● **Requirements**:
Rewrite every line of the material below, requests included, and add 23 to each x and y coordinate in the answers. Leave the sample coordinates inside the requests unchanged.

Point annotation records:
-- -- --

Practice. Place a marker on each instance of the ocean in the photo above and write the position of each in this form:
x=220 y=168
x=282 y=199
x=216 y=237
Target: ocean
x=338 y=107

-- -- --

● **Full response**:
Practice. Place a marker on each instance of the ocean in the photo above and write the position of each in this form:
x=220 y=168
x=282 y=199
x=216 y=237
Target: ocean
x=361 y=130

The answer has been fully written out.